## Verilen görev 1
Trabzonspor yazısında yazar, örneklere eski vakalardan değil de yakın ve güncel olandan başlamayı neden seçiyor? Yazının verdiği gerekçeye dayanarak bir ila üç cümleyle açıklayın.
## Verilen görev 2
Trabzonspor yazısını son cümlesinden sonrasıyla sürdürün.

## Metin bölümü
******************************

Trabzonspor'da kara kazan…

Hiç uzatmaya, evelemeye gevelemeye gerek yok!
Hele hele, Hünkâr Hacı Bektaş Veli'nin;
"Hararet nardadır, sac da değildir,
Keramet baştadır, taç da değildir,
Her ne arar isen kendin de ara,
Kudüs te, Mekke de Hac da değildir" diye Allah'ın insan diye yaratıp, akıl ile donatıp, kul hanesine kayıt eyleyip, kullansın diye irade verdiklerini asırlar öncesinden şiir tadında uyarması da ortada iken…
***
Dedik ya, "hiç uzatmaya gerek yok" diye.
Öyle yapalım!
Türk futbolunda Anadolu İhtilali yapıp, "ilklerin takımı" unvanı ile de şampiyonluklar kazanarak damgasını vurduktan sonra yaklaşık 35 yıldır derlenip toparlanamayan, ancak son 2 yıldır ayağa kalkmaya çalışan Trabzonspor'un şimdilerde içten ve dıştan karşı karşıya bırakıldığı hazımsızlıklara değinelim.
***
Bunun için de, "Trabzonspor'a en büyük zararı dışındaki karşıtları değil, içinde bilerek veya bilmeyerek yanlışa hizmet eden ahmak dostları veriyor" gerçeğine ilk olarak göz atalım.
Onlarca, yüzlerce, hatta binlerce misal bulmak hiç de zor değil. Tüm bunları dile getirmeye ne sözlerimiz kifayet eder, ne de yazmaya kelimeler yeter.
Ozan; "Derdim çoktur hangisine yanayım" diyor ya; işte öyle bir şey!
Örnek gösterilecek menfur vaka çok olunca geriden değil, yakından güncel olandan başlamak gerek.
Başladığımızda da bu yılın aralık ayında yapılacak seçimli genel kuruldan önce, pandemi nedeniyle ikide bir ertelenen Yüksek Divan Kurulu seçimi akla geliyor.
Gelince de işini gücünü bırakmış, tabir caiz ise "ununu elemiş, eleğini asmış" birkaç kişi öyle veya böyle işler yolunda giderken, kendilerini ağa-bey, ya da çok bilir tahir yerine koyup içten içten Trabzonspor'da kazan kaynatmakla meşguller.

******************************

## Veri kesiti
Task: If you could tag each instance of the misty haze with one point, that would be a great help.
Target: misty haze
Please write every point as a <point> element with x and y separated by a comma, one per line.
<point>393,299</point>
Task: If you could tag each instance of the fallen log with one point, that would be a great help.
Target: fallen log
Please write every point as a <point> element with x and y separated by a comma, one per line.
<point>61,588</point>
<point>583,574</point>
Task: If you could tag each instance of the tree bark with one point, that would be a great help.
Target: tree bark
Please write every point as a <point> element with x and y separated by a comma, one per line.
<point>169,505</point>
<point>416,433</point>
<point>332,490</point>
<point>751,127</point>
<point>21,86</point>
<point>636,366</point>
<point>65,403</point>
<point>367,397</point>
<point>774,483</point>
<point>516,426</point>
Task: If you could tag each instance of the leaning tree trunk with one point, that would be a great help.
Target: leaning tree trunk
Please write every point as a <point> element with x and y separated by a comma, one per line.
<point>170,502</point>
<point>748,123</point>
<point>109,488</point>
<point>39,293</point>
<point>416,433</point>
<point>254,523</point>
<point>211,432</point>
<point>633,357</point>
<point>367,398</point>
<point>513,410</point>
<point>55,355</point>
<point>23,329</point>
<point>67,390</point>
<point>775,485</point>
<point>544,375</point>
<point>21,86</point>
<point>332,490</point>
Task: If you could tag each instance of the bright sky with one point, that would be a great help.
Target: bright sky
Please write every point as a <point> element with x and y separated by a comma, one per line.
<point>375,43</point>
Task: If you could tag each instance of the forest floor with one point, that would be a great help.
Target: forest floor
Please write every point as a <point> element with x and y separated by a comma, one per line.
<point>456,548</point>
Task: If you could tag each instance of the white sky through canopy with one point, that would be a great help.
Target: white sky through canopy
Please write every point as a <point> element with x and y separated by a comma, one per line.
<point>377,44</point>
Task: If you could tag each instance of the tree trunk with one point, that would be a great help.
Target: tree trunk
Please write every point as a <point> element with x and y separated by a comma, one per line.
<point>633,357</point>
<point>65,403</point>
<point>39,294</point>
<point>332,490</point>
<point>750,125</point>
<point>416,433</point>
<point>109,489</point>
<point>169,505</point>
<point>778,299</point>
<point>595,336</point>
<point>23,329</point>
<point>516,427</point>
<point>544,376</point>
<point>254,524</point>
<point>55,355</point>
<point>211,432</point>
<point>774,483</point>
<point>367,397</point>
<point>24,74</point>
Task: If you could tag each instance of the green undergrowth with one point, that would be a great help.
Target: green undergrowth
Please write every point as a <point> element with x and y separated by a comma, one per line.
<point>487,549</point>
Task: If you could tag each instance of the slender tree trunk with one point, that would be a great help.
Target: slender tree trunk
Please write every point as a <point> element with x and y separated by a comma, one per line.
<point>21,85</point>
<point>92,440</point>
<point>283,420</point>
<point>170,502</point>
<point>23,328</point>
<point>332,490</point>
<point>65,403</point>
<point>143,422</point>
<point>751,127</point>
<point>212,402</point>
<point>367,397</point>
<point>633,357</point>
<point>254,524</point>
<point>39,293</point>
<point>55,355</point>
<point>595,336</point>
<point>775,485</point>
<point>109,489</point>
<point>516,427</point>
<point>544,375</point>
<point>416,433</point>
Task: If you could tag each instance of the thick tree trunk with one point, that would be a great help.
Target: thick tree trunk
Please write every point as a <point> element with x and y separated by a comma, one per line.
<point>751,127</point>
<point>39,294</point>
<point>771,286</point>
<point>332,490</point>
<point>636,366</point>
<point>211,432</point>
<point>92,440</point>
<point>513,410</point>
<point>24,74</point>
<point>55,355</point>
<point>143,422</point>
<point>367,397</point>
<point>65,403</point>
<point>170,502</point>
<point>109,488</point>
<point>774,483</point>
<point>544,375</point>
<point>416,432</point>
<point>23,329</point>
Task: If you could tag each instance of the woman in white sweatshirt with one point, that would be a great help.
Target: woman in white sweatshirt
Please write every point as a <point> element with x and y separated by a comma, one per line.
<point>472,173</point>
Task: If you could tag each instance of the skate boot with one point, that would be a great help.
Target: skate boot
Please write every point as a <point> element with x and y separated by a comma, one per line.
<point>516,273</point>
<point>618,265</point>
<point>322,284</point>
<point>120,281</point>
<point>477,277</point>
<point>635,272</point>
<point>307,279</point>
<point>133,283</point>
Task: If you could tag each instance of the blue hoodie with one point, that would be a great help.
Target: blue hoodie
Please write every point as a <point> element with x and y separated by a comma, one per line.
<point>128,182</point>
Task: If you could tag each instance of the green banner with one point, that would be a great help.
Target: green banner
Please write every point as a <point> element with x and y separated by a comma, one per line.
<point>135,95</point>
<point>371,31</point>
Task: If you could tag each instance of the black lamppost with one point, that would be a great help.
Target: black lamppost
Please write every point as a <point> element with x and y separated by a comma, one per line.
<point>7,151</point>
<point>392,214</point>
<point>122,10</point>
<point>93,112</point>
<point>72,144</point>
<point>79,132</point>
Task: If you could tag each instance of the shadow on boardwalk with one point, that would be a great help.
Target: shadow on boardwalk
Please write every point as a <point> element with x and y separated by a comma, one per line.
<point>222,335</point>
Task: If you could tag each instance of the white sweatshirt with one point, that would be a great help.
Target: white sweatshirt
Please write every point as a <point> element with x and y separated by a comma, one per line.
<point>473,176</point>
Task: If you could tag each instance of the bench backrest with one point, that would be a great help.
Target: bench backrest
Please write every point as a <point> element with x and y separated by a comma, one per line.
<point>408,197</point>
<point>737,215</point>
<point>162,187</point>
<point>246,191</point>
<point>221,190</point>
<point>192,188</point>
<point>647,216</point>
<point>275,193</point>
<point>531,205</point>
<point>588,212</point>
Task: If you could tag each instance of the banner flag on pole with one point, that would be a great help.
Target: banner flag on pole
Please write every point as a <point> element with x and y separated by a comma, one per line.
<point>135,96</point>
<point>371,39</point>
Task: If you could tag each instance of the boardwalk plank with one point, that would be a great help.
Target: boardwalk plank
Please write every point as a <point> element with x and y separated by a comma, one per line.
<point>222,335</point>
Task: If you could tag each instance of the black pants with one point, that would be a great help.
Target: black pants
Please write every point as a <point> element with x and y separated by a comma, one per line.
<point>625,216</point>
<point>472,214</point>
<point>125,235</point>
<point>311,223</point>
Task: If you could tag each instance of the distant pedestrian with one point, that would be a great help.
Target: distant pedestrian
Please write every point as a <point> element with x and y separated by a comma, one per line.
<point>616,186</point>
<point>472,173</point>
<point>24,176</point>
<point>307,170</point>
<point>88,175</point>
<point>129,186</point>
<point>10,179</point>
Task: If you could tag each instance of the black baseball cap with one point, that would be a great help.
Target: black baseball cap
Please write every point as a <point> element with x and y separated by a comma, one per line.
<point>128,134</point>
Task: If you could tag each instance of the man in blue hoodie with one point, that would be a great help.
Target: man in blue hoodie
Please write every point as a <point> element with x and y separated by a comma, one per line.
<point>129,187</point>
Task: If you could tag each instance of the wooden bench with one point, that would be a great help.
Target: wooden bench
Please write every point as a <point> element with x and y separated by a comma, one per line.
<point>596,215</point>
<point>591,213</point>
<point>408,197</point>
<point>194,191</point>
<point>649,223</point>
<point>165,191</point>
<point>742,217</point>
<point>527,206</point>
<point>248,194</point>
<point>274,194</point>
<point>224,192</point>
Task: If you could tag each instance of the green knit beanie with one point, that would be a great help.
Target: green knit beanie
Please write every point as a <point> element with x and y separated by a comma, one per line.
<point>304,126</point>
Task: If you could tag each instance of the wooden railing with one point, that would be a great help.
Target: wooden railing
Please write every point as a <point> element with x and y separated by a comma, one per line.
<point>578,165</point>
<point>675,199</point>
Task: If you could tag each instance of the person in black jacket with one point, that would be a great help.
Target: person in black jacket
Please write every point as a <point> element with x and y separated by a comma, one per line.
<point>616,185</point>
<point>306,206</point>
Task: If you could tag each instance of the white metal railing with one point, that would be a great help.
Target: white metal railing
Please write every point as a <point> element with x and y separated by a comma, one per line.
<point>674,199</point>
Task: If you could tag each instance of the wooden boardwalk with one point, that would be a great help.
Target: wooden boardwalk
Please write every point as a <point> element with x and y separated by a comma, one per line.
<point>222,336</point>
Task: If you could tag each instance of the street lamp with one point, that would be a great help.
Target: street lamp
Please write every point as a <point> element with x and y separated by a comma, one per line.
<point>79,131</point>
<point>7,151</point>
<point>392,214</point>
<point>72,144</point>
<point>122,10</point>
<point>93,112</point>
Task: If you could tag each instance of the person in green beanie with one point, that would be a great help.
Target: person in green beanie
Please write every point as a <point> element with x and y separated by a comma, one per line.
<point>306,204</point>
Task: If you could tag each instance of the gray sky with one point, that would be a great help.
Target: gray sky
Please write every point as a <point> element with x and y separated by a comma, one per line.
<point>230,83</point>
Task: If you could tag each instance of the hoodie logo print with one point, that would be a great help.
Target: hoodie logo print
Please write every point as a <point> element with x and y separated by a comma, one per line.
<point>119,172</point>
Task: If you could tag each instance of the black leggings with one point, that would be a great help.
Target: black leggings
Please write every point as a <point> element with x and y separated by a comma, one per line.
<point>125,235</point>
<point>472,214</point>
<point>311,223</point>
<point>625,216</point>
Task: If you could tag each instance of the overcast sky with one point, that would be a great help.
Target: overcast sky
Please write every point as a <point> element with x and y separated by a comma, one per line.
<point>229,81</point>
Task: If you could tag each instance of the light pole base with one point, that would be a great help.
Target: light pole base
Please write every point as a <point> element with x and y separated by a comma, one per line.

******************************

## Yazılı cevap 1
Yazara göre örnek gösterilecek menfur vaka çok fazladır. Onlarca, yüzlerce, hatta binlerce misal bulmak zor değildir ve bunları anlatmaya ne sözler ne de kelimeler yeter. Bu yüzden geriden değil, yakından güncel olandan başlamak gerektiğini söylüyor.

## Yazılı cevap 2
Kazan deyince de akla, ister istemez Trabzonluyu nağmelerde tarif eden, "Oy Trabzon Trabzon, içi kalaylı kazan" türküsü gelmiyor değil!
Kalaylı olacak kadar içi temiz idi Trabzon'un…
Ama bu kazan birileri tarafından öylesine kaynatılıyor ki, artık türküyü; "Kara kazan kaynamasın. Ağzın dilin oynamasın" şeklinde  söylenir hale getirdi.
Yani kalaylılardan, karalı olanlara…
Uzaklarda oturdukları sırça köşklerden magazinsel pozlar vererek, Yüksek Divan Kurulu'ndan çok Avukat Ali Sürmen'i adeta kişisel garez taşırcasına hedef tahtasına oturtanlar dışarıya karşı Trabzonspor'a ne kadar zarar verdiklerinin sanırım farkında değiller. Ya da yukarıda tarif ettiğimiz türden oldukları için ne yaptıklarını anlayamıyorlar. Veya her şeyin farkında olacak kadar bilinçli bir ihanet içindeler.
Tıpkı Divan Kurulu Başkanlığı'ndan yapılan şu açıklamada tarif edildiği gibi:
"Bu kongre sürecinde görülmüştür ki, Trabzonspor tarihinde, adamcılık, grupçuluk ve kaostan yararlanma gibi kavramların arkasına sığınarak organları ve kurulları temsil edenlere iftiralar atmak, haklarında yalan haber yaymak, kendi düşüncelerini taraftara dikte ettirmeye çalışmak, bunu yapana yarar sağlanamadığı gibi, kulübümüzün gereksiz tartışmaların içine çekilmesine ve kurulların yıpranmasına sebep olmaktadır."
***
Kanaatime göre sırf "unutulmayalım, bunun içinde medyada sürekli yer alalım, gündemden düşmeyelim" gayesi ile böylesine bir ucube tercihin içine girmektedirler. Onun için kendilerini bir sıygaya çekmelerinde yarar vardır.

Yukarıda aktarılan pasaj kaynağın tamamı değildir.